* **What you will do**: Make an exact copy of each entry, leaving out every picture.

* **Stored data**:

┄┄┄┄┄┄┄┄┄┄

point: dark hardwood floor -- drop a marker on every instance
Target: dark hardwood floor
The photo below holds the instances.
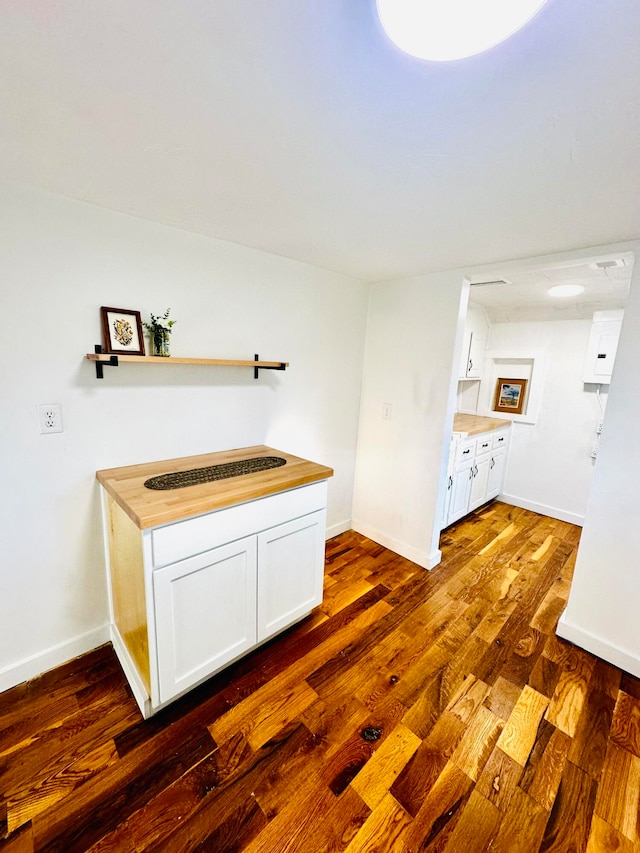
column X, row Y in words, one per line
column 413, row 711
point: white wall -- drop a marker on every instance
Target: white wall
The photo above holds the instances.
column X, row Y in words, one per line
column 61, row 260
column 602, row 614
column 414, row 333
column 550, row 466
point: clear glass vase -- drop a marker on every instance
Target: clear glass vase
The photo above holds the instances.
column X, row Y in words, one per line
column 161, row 342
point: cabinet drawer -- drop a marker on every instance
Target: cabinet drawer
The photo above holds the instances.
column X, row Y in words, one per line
column 466, row 451
column 500, row 439
column 483, row 445
column 183, row 539
column 196, row 634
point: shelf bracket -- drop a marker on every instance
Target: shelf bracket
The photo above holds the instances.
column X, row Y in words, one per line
column 281, row 366
column 111, row 362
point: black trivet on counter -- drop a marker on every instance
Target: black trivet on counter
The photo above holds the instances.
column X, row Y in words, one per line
column 180, row 479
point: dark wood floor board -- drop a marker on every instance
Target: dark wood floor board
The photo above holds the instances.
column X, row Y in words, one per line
column 569, row 824
column 412, row 711
column 66, row 744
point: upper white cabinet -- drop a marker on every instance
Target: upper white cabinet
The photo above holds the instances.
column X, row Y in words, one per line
column 476, row 331
column 602, row 347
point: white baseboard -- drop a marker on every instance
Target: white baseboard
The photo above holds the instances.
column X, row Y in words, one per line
column 54, row 656
column 337, row 529
column 598, row 646
column 543, row 509
column 422, row 558
column 137, row 687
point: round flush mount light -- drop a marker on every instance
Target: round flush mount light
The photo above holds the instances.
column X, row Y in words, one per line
column 442, row 30
column 561, row 291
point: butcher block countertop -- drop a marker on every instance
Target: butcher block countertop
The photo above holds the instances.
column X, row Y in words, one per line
column 150, row 508
column 474, row 424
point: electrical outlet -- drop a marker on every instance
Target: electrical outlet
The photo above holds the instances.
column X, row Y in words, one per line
column 50, row 417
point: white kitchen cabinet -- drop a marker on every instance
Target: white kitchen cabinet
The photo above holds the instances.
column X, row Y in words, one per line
column 205, row 614
column 290, row 573
column 480, row 480
column 462, row 481
column 189, row 597
column 212, row 608
column 477, row 474
column 496, row 472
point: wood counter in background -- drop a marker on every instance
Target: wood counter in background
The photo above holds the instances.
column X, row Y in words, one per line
column 475, row 424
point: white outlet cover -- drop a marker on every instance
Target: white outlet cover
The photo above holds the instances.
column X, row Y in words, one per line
column 50, row 418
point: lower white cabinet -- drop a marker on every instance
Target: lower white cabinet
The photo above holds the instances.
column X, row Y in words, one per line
column 212, row 608
column 290, row 573
column 480, row 481
column 476, row 474
column 190, row 597
column 205, row 614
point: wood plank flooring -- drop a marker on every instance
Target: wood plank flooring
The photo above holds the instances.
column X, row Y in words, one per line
column 412, row 711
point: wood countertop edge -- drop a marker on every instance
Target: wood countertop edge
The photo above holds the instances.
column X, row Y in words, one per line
column 476, row 424
column 149, row 508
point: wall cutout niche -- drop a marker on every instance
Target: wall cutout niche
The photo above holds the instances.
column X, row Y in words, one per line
column 526, row 365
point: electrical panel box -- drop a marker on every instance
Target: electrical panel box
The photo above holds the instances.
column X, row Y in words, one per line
column 602, row 347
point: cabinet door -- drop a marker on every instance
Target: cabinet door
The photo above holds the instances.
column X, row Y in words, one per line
column 460, row 491
column 481, row 470
column 496, row 473
column 290, row 572
column 205, row 611
column 464, row 355
column 477, row 349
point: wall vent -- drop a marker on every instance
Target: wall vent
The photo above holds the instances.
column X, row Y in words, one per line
column 607, row 265
column 493, row 282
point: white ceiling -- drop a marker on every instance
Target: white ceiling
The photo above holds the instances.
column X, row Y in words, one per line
column 525, row 297
column 295, row 127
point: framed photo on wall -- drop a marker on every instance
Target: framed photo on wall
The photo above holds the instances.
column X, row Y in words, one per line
column 122, row 331
column 510, row 396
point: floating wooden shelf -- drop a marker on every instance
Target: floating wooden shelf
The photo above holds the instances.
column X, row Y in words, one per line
column 102, row 359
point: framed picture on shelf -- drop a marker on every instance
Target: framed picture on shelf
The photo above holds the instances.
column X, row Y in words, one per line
column 122, row 331
column 510, row 396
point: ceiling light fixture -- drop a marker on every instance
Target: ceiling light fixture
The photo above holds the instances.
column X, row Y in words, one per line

┄┄┄┄┄┄┄┄┄┄

* **Output for this task**:
point: dark hardwood floor -- drop a marker on every instance
Target: dark hardwood floor
The photo below holds the instances.
column X, row Y in words, one per line
column 413, row 711
point: white wall -- drop a marker on every instance
Target: white wall
The photo above holds the instances.
column X, row Y in words, one per line
column 61, row 260
column 602, row 614
column 414, row 333
column 550, row 466
point: clear glass vase -- drop a marker on every instance
Target: clear glass vase
The photo above holds the instances.
column X, row Y in words, one per line
column 161, row 342
point: cabinet drawer -- drop a marker on every instance
Target: cabinet drawer
The photo above holds the instances.
column X, row Y in words, one per line
column 466, row 451
column 500, row 439
column 483, row 445
column 183, row 539
column 196, row 634
point: shelf bracket -- drop a marker on every instance
Target: shelf bracket
The photo above holds the instances.
column X, row Y in words, one per line
column 281, row 366
column 111, row 362
point: black trivet on counter -- drop a marker on every instance
Target: black trivet on counter
The photo above holds the instances.
column X, row Y in words, one per line
column 180, row 479
point: dark wood floor board -- drop a marker on every instance
Target: dark wood floor board
The photo above holds the instances.
column X, row Y in words, one per line
column 569, row 824
column 412, row 711
column 66, row 744
point: upper white cabinet -- drop a marker on every instance
Target: upper white cabinet
The photo above holds the instances.
column X, row Y in words, one per line
column 476, row 331
column 602, row 347
point: white baseboard -- drop a marker on every instance
Target: white baseboard
The photo above holds the instances.
column X, row Y in words, one per line
column 54, row 656
column 337, row 529
column 598, row 646
column 543, row 509
column 422, row 558
column 137, row 687
point: round flush mount light -- drop a marker on every instance
Target: round flush mount light
The photo above holds the instances.
column X, row Y in words, one per line
column 442, row 30
column 561, row 291
point: butcher block countertop -- drop a marker on every instance
Target: butcher block countertop
The photo above holds the instances.
column X, row Y in words, one per line
column 150, row 508
column 474, row 424
point: electrical outlet -- drop a marker on every instance
Target: electrical outlet
The photo above holds the instances.
column X, row Y in words, one per line
column 50, row 417
point: white kitchen cabinet -- drop a marker on every instance
Target: white kitchen cabinet
The photo above holds the instances.
column X, row Y in words, one per line
column 205, row 614
column 290, row 573
column 480, row 480
column 462, row 481
column 189, row 597
column 212, row 608
column 477, row 474
column 496, row 472
point: wood counter in background -- drop a marker on every instance
Target: wood counter in background
The photo above holds the instances.
column X, row Y in words, one per line
column 475, row 424
point: white outlet cover -- drop a marker on every instance
Target: white outlet cover
The photo above holds the instances.
column X, row Y in words, one per line
column 50, row 418
point: lower white cabinet -- drop a marker on every instance
Target: lower white cabinet
The photo above holds the instances.
column X, row Y in words, one per line
column 212, row 608
column 290, row 573
column 480, row 481
column 476, row 474
column 190, row 597
column 205, row 614
point: wood plank flooring -- drop a marker on every instance
Target: wood plank flooring
The photo above holds the instances.
column X, row Y in words, one per line
column 412, row 711
point: wood countertop edge -- drop a marker on every instance
Target: wood countertop edge
The photo above holds the instances.
column X, row Y in words, one per line
column 476, row 424
column 149, row 508
point: wall cutout niche -- drop a marker on every instance
Target: wall cutout niche
The photo above holds the instances.
column X, row Y in words, one per line
column 526, row 365
point: electrical panel box -- drop a marker on every instance
Target: electrical panel box
The photo above holds the instances.
column X, row Y in words, one per line
column 602, row 347
point: cabinet door -- drop a marker on every instance
Target: cabinet door
The photo above holds the instances.
column X, row Y in words, one per line
column 460, row 491
column 481, row 470
column 496, row 473
column 290, row 572
column 205, row 611
column 464, row 355
column 477, row 349
point: wall vent -- drop a marker on every instance
Target: wall vent
The photo above holds the instances.
column X, row Y in words, one per line
column 607, row 265
column 493, row 282
point: white ceiling -- drop a marker on every instance
Target: white ceiling
The photo above holds the instances.
column X, row Y in words, one per line
column 525, row 297
column 295, row 127
point: framed photo on wall -- drop a marker on every instance
Target: framed photo on wall
The photo above holds the instances.
column X, row Y in words, one per line
column 122, row 331
column 510, row 396
point: floating wooden shelf -- drop a marker on every instance
Target: floating wooden shelf
The photo above holds the instances.
column X, row Y in words, one per line
column 102, row 359
point: framed picture on shelf -- drop a marker on every instance
Target: framed picture on shelf
The photo above holds the instances.
column X, row Y in words, one per line
column 122, row 331
column 510, row 396
point: ceiling light fixture -- drop a marker on every instance
Target: ceiling light fixture
The photo above holds the instances.
column X, row Y in words, one per line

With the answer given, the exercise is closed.